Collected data
* * * * *

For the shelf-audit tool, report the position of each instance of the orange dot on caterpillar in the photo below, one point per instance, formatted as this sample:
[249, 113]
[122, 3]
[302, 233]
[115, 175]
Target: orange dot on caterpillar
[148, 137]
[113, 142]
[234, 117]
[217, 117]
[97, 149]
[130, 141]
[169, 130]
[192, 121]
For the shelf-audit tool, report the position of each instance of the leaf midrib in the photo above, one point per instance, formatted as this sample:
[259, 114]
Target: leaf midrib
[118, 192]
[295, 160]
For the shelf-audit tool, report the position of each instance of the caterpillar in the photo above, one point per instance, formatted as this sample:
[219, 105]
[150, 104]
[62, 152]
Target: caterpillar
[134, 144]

* * * * *

▶ **EXERCISE AIM**:
For the word "report", count how many lines of the entries contain it; give the number and nothing more.

▶ **SOLUTION TO THIS PROBLEM**:
3